How would the comment thread about easing COVID mask rules continue? Write the next part, picking up after its final sentence.

* Passage provided *
·····

    Mask mandates here in my corner of Canada (Ontario) were just lifted a couple of days ago. A whole lot of people are singing “don’t worry, be happy” but I am doubling down on masks now. While about 75% of the people in Bruce County have their boosters, there are still too many that don’t seem to care. I have a 101 year old parent living with me and I am not taking any chances. Either N95 or two other masks. I’m retired and I could care less what Covidiots say about it. The pandemic is not over yet.

  5. Reginald Selkirk says

    My institution of higher education is loosening their mask mandate, despite recording an average of over 30 new cases of COVID per day. And that despite cutting their testing way back. So yes, I definitely have the impression that they are just getting tired of it.

  6. Holms says

    ^ Yes, definitely. Deaths scale well with cases, and if cases went from 10k to 400k per day -- forty times -- we would expect deaths to increase by approximately the same amount. So far, going from 50 to 300 deaths per say is only a six-fold increase; the rest is coming soon.

  7. file thirteen says

    For a long time here in NZ there was a total elimination strategy. Then a single case of Delta got into the community, and what was successful before was retried, which was to lock down hard and contact-trace it away (there was some overseas ridicule at NZ’s going “over the top” on this). But what worked with less contagious variants failed with Delta, and NZ has never been Covid-free since.

·····

* Entries shown *
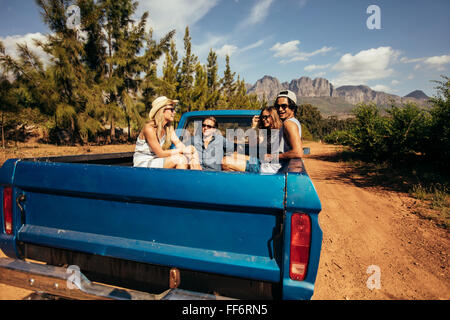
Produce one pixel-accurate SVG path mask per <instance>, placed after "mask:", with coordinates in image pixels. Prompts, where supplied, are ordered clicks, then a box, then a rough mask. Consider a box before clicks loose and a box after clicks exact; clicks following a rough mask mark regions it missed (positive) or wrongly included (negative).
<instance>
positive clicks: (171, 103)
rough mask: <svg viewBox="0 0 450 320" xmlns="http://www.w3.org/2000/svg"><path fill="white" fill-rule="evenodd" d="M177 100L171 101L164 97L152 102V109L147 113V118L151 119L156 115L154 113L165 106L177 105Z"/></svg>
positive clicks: (159, 97)
mask: <svg viewBox="0 0 450 320" xmlns="http://www.w3.org/2000/svg"><path fill="white" fill-rule="evenodd" d="M178 102H179V101H178V100H172V99H169V98H167V97H165V96H162V97H158V98H156V99H155V100H154V101H153V102H152V109H151V110H150V113H149V118H150V119H153V118H154V117H155V115H156V113H157V112H158V111H159V110H160V109H161V108H164V107H165V106H167V105H168V104H177V103H178Z"/></svg>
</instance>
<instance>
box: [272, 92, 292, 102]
mask: <svg viewBox="0 0 450 320" xmlns="http://www.w3.org/2000/svg"><path fill="white" fill-rule="evenodd" d="M278 98H289V99H291V100H292V101H294V103H295V104H297V96H296V95H295V93H293V92H292V91H291V90H283V91H280V93H279V94H278V95H277V98H276V99H275V101H277V100H278Z"/></svg>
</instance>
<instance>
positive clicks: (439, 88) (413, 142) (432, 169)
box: [324, 76, 450, 228]
mask: <svg viewBox="0 0 450 320" xmlns="http://www.w3.org/2000/svg"><path fill="white" fill-rule="evenodd" d="M442 78H443V81H435V82H436V83H437V84H438V85H437V87H436V89H437V95H436V97H434V98H432V99H431V103H432V107H431V109H420V108H418V107H417V106H415V105H414V104H411V103H408V104H405V105H402V106H397V105H392V106H391V107H390V109H388V110H386V111H387V112H386V114H385V115H382V114H381V112H380V108H378V107H377V106H376V105H373V104H360V105H358V106H357V107H356V108H355V109H354V110H353V114H354V119H352V120H351V121H349V122H348V126H347V128H345V129H343V130H336V131H334V132H332V133H330V134H328V135H327V136H325V138H324V140H325V141H326V142H330V143H335V144H341V145H345V146H348V147H349V148H350V150H351V158H352V159H353V160H354V159H358V160H359V161H361V160H362V161H364V166H365V167H366V168H367V167H370V164H373V165H372V166H378V170H376V171H377V172H378V173H380V172H381V171H383V170H384V171H385V170H387V168H388V167H389V168H390V169H393V170H394V171H393V172H390V174H391V175H397V176H398V178H399V179H400V180H401V182H402V183H403V184H405V185H406V186H411V187H409V190H407V191H408V192H409V193H410V194H411V195H412V196H413V197H415V198H416V199H418V200H421V201H423V202H424V203H425V205H421V206H420V207H418V208H417V213H418V214H420V215H421V216H425V217H428V218H431V219H433V220H435V221H437V222H438V223H439V224H440V225H443V226H444V227H446V228H447V227H448V226H449V225H450V216H449V208H450V203H449V202H450V201H449V194H448V192H449V188H450V180H449V177H450V171H449V169H448V164H449V163H450V79H449V78H448V77H445V76H443V77H442ZM380 168H381V169H380Z"/></svg>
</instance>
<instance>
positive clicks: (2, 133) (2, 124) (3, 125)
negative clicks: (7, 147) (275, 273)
mask: <svg viewBox="0 0 450 320" xmlns="http://www.w3.org/2000/svg"><path fill="white" fill-rule="evenodd" d="M4 116H5V114H4V113H3V112H2V147H3V149H5V129H4V127H5V117H4Z"/></svg>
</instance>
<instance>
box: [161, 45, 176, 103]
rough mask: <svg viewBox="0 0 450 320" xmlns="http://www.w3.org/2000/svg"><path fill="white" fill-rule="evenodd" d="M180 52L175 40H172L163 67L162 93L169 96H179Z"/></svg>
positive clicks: (162, 77) (170, 96) (162, 71)
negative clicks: (168, 50) (179, 73)
mask: <svg viewBox="0 0 450 320" xmlns="http://www.w3.org/2000/svg"><path fill="white" fill-rule="evenodd" d="M177 64H178V52H177V49H176V45H175V42H174V41H171V42H170V49H169V51H168V52H166V59H165V61H164V66H163V68H162V73H163V77H162V80H163V82H164V83H163V87H162V88H161V90H160V92H159V93H160V94H161V95H165V96H167V97H173V98H176V97H177V86H178V82H177V74H178V66H177Z"/></svg>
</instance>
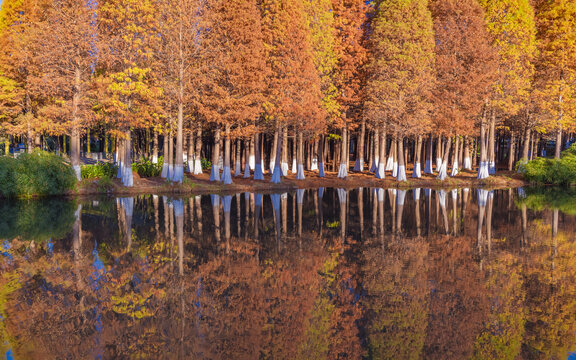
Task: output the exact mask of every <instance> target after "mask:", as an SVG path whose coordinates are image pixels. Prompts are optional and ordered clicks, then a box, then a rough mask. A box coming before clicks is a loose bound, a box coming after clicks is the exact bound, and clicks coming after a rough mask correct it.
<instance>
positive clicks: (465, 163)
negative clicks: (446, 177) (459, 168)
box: [462, 157, 472, 170]
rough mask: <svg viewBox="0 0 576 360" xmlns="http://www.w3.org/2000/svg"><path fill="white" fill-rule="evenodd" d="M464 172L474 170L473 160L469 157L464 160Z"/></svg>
mask: <svg viewBox="0 0 576 360" xmlns="http://www.w3.org/2000/svg"><path fill="white" fill-rule="evenodd" d="M462 168H463V169H464V170H472V160H470V158H469V157H465V158H464V164H463V166H462Z"/></svg>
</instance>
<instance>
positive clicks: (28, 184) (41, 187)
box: [0, 151, 76, 197]
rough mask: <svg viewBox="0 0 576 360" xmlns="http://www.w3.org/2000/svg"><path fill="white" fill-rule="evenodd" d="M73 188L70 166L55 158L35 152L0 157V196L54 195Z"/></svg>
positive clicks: (72, 178)
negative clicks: (21, 154)
mask: <svg viewBox="0 0 576 360" xmlns="http://www.w3.org/2000/svg"><path fill="white" fill-rule="evenodd" d="M75 185H76V175H75V174H74V170H73V169H72V166H70V164H69V163H67V162H66V161H64V159H62V158H61V157H60V156H58V155H55V154H51V153H47V152H43V151H35V152H34V153H32V154H22V155H20V156H18V158H17V159H14V158H11V157H1V158H0V196H3V197H30V196H34V195H39V196H46V195H58V194H64V193H66V192H67V191H69V190H71V189H73V188H74V186H75Z"/></svg>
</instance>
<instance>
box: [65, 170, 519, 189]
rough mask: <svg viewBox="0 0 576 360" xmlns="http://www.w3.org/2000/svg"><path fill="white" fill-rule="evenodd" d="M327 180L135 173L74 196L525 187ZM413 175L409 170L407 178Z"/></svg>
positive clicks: (507, 185)
mask: <svg viewBox="0 0 576 360" xmlns="http://www.w3.org/2000/svg"><path fill="white" fill-rule="evenodd" d="M325 174H326V176H325V177H324V178H320V177H318V173H317V172H312V171H306V172H305V175H306V179H305V180H296V175H295V174H291V173H290V175H288V176H287V177H284V178H283V179H282V183H281V184H272V183H270V177H271V175H270V174H265V175H264V177H265V180H253V179H252V178H250V179H244V178H242V177H233V181H234V183H233V184H231V185H223V184H221V183H218V182H210V174H209V171H205V173H204V174H201V175H198V176H192V175H190V174H186V180H185V181H184V183H183V184H171V183H169V182H167V181H166V180H165V179H162V178H159V177H156V178H140V177H139V176H138V175H137V174H134V186H133V187H132V188H126V187H124V186H122V184H121V183H120V181H119V180H118V179H115V180H114V181H113V183H112V184H111V185H110V186H107V187H104V186H102V185H99V184H98V180H83V181H82V182H81V183H80V184H79V186H78V189H77V191H76V192H75V194H79V195H95V194H110V195H128V194H151V193H155V194H159V193H177V194H185V193H194V194H201V193H237V192H244V191H251V192H263V193H266V192H276V191H283V190H292V189H298V188H307V189H310V188H320V187H332V188H347V189H350V188H358V187H367V188H369V187H379V188H417V187H425V188H434V189H437V188H455V187H478V188H480V187H481V188H489V189H497V188H510V187H518V186H523V185H526V183H525V181H524V180H522V177H521V176H520V175H518V174H516V173H514V172H508V171H499V172H498V175H496V176H491V177H490V178H488V179H484V180H478V179H476V172H472V171H462V172H461V173H460V174H459V175H457V176H455V177H453V178H451V177H449V178H447V179H446V180H444V181H440V180H438V179H436V176H435V175H423V176H422V177H421V178H420V179H413V178H411V177H408V181H405V182H398V181H396V179H395V178H393V177H392V174H391V172H390V171H388V172H386V178H385V179H377V178H376V177H375V176H374V174H372V173H369V172H363V173H355V172H350V173H349V175H348V178H346V179H339V178H338V177H337V173H336V172H330V171H326V173H325ZM411 175H412V172H411V171H407V176H411Z"/></svg>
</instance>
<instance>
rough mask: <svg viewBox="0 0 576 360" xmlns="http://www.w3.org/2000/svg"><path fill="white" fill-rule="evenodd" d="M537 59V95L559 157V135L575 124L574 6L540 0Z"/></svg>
mask: <svg viewBox="0 0 576 360" xmlns="http://www.w3.org/2000/svg"><path fill="white" fill-rule="evenodd" d="M537 28H538V41H539V48H540V58H539V60H538V62H537V67H536V69H537V79H536V86H535V88H536V89H537V90H536V96H537V98H538V102H539V104H540V106H541V108H542V111H543V112H544V115H545V117H546V118H545V119H546V121H545V123H544V125H545V129H546V130H547V131H554V132H555V133H556V148H555V151H554V157H555V158H557V159H558V158H560V152H561V150H562V134H563V131H564V130H565V129H570V128H571V127H573V126H574V124H575V123H576V121H575V109H576V107H575V104H576V103H575V100H576V95H575V93H574V84H575V82H576V46H574V44H575V43H576V3H574V2H573V1H567V0H551V1H542V2H540V3H539V6H538V7H537Z"/></svg>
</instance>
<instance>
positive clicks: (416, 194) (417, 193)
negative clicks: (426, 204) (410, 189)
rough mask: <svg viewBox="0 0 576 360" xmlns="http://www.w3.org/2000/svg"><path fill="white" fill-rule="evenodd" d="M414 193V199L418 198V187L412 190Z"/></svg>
mask: <svg viewBox="0 0 576 360" xmlns="http://www.w3.org/2000/svg"><path fill="white" fill-rule="evenodd" d="M412 191H413V194H414V201H418V200H420V188H417V189H414V190H412Z"/></svg>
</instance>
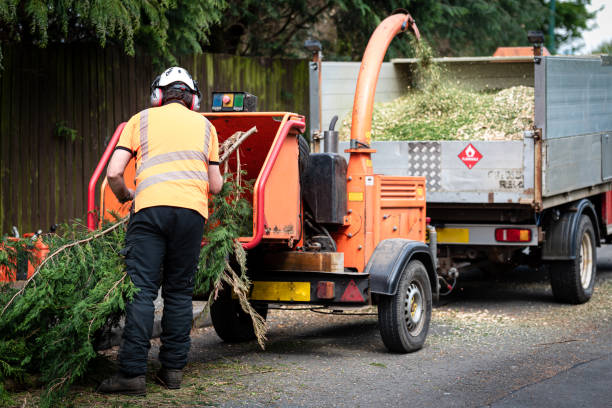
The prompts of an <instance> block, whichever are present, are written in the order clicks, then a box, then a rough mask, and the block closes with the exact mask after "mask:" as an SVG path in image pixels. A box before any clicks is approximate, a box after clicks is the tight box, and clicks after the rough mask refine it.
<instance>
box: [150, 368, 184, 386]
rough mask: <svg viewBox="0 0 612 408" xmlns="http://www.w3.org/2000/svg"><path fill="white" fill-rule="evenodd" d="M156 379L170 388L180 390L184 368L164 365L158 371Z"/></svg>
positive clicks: (160, 383)
mask: <svg viewBox="0 0 612 408" xmlns="http://www.w3.org/2000/svg"><path fill="white" fill-rule="evenodd" d="M155 380H156V381H157V382H158V383H159V384H161V385H163V386H164V387H166V388H168V389H169V390H178V389H179V388H181V381H182V380H183V370H171V369H169V368H164V367H162V368H160V370H159V371H158V372H157V375H156V376H155Z"/></svg>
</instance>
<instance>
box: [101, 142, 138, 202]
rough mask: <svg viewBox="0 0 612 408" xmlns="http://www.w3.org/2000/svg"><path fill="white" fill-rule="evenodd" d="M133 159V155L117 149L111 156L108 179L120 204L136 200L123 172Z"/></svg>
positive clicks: (106, 175)
mask: <svg viewBox="0 0 612 408" xmlns="http://www.w3.org/2000/svg"><path fill="white" fill-rule="evenodd" d="M131 158H132V153H131V152H128V151H127V150H123V149H117V150H115V152H114V153H113V155H112V156H111V159H110V161H109V163H108V168H107V169H106V178H107V180H108V185H109V186H110V188H111V190H112V191H113V194H115V197H117V200H119V202H120V203H122V204H123V203H125V202H126V201H130V200H133V199H134V190H131V189H129V188H127V186H126V185H125V181H124V180H123V172H124V171H125V168H126V167H127V164H128V163H129V162H130V159H131Z"/></svg>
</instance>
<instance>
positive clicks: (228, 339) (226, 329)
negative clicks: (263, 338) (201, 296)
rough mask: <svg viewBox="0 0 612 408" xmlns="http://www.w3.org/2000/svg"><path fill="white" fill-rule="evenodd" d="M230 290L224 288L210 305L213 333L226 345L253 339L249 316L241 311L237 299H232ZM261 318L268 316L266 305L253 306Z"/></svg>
mask: <svg viewBox="0 0 612 408" xmlns="http://www.w3.org/2000/svg"><path fill="white" fill-rule="evenodd" d="M231 293H232V291H231V289H229V288H227V287H224V289H223V291H222V292H221V293H220V294H219V296H218V297H217V299H216V300H215V301H213V303H212V304H211V305H210V319H211V320H212V323H213V327H214V328H215V332H217V335H218V336H219V337H220V338H221V340H223V341H225V342H226V343H240V342H244V341H250V340H254V339H255V337H256V336H255V329H254V328H253V320H251V316H249V314H248V313H246V312H245V311H244V310H242V306H240V302H239V301H238V299H233V298H232V296H231ZM253 308H254V309H255V311H257V313H259V315H260V316H261V317H263V318H264V320H265V319H266V317H267V315H268V305H267V304H257V305H253Z"/></svg>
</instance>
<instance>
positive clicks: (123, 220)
mask: <svg viewBox="0 0 612 408" xmlns="http://www.w3.org/2000/svg"><path fill="white" fill-rule="evenodd" d="M128 220H129V217H125V218H123V219H121V220H120V221H119V222H117V223H116V224H113V225H112V226H110V227H108V228H107V229H105V230H104V231H101V232H98V233H96V234H94V235H92V236H90V237H88V238H85V239H81V240H78V241H74V242H71V243H69V244H66V245H63V246H61V247H59V248H58V249H56V250H55V251H54V252H53V253H52V254H51V255H49V256H47V257H46V258H45V259H44V260H43V261H42V262H41V263H40V265H38V267H37V268H36V270H35V271H34V273H33V274H32V276H30V277H29V278H28V280H27V281H26V282H25V283H24V285H23V286H22V288H21V289H19V291H18V292H17V293H15V294H14V295H13V297H12V298H11V300H9V301H8V303H7V304H6V305H5V306H4V308H3V309H2V313H0V317H2V316H3V315H4V312H6V310H7V309H8V308H9V306H10V305H11V304H12V303H13V301H14V300H15V299H16V298H17V297H18V296H19V295H21V294H22V293H23V291H24V290H25V288H26V287H27V286H28V284H29V283H30V282H31V281H32V279H34V277H35V276H36V275H38V272H40V271H41V270H42V268H43V266H45V264H46V263H47V262H49V261H50V260H51V259H53V258H55V257H56V256H57V255H58V254H60V253H62V252H64V251H65V250H67V249H69V248H72V247H74V246H77V245H80V244H85V243H87V242H89V241H92V240H94V239H96V238H99V237H101V236H103V235H106V234H108V233H109V232H112V231H114V230H115V229H117V228H118V227H120V226H122V225H123V224H125V223H126V222H127V221H128Z"/></svg>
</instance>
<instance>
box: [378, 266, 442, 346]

·····

* Exercise result *
    I do believe NZ had to try elimination. We were almost uniquely positioned for it. But now we know, and if Delta couldn’t be eliminated, attempting to eliminate Omicron is clearly futile.

    At the time of Delta’s arrival, NZ had low vaccination rates, but when elimination failed the government adopted a vaccinating strategy. Now 94% of people ages 12+* are fully vaccinated (2 shots plus a booster). And unsurprisingly, lockdown fatigue is rife, and the prevailing opinions are that it’s always going to be with us, everyone’s going to catch it eventually, and it’s too much effort to bust our guts trying to convince the few remaining hard-heads to vaccinate.

    So restrictions are gradually being lifted, and as long as the hospitals don’t become in danger of being overburdened, that will continue. Vaccine passes and QR code scanning will be scrapped come April. Outside gatherings are now unrestricted in size, and inside limits have been doubled to 200. The only unchanged requirement is wear masks indoors (except at home).

    * I should mention that it’s different for 5 to 11 year olds -- only 10% are fully vaccinated (ie. including the booster) and only half are even partially vaccinated. There has been one death in this age range.

  8. Reginald Selkirk says

    @5: Loosening of the mask mandate was followed by a spike in new cases. Whooda thunk it.

  9. Matt G says

    I’ve been seeing mixed messages recently: the booster’s effectiveness wanes after 4-6 months, and officials aren’t convinced another booster is indicated (yet, at least). My booster was in early November. I’ll be masking in public for quite some time, thank you.

  10. Reginald Selkirk says

    I read a few articles about nasal vaccines. The gist was that they might do a better job of stopping the spread. But I never saw any followup so they do not seem to have amounted to much.

  11. Holms says

    #8 file thirteen
    Total elimination never had a prayer as a strategy if even a single other nation took a more relaxed approach. Any nation employing that as their long term strategy relies on all other nations having the same strategy, as endemism anywhere in the world would create a reservoir requiring indefinite guard.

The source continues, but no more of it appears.